══ DATA EXTRACT
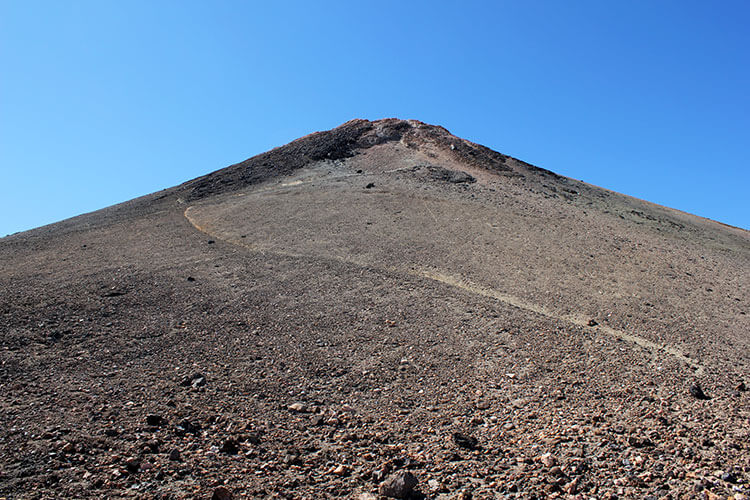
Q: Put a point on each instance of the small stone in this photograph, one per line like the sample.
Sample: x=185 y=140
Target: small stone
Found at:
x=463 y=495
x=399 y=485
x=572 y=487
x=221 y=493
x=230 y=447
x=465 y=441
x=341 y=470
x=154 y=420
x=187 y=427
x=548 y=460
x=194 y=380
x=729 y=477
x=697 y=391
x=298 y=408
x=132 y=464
════
══ DATA EXTRACT
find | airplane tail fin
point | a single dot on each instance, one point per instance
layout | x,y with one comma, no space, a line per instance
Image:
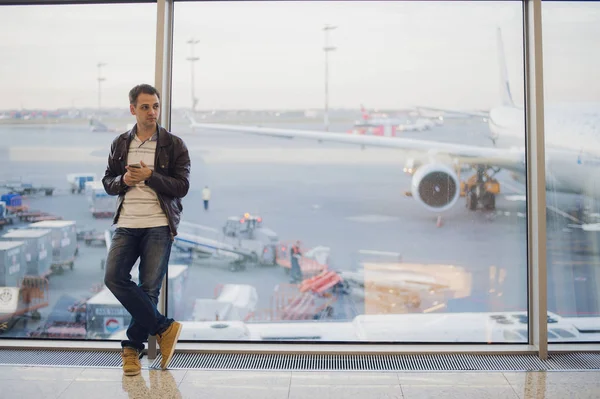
════
**EXERCISE REQUIREMENTS**
Report back every line of the entries in which "each" occurs.

**SOLUTION FOR THIS TASK**
Q: Put a point on each instance of the small stone in this photograph, one per line like the sample.
point | a single dot on each instance, one point per instance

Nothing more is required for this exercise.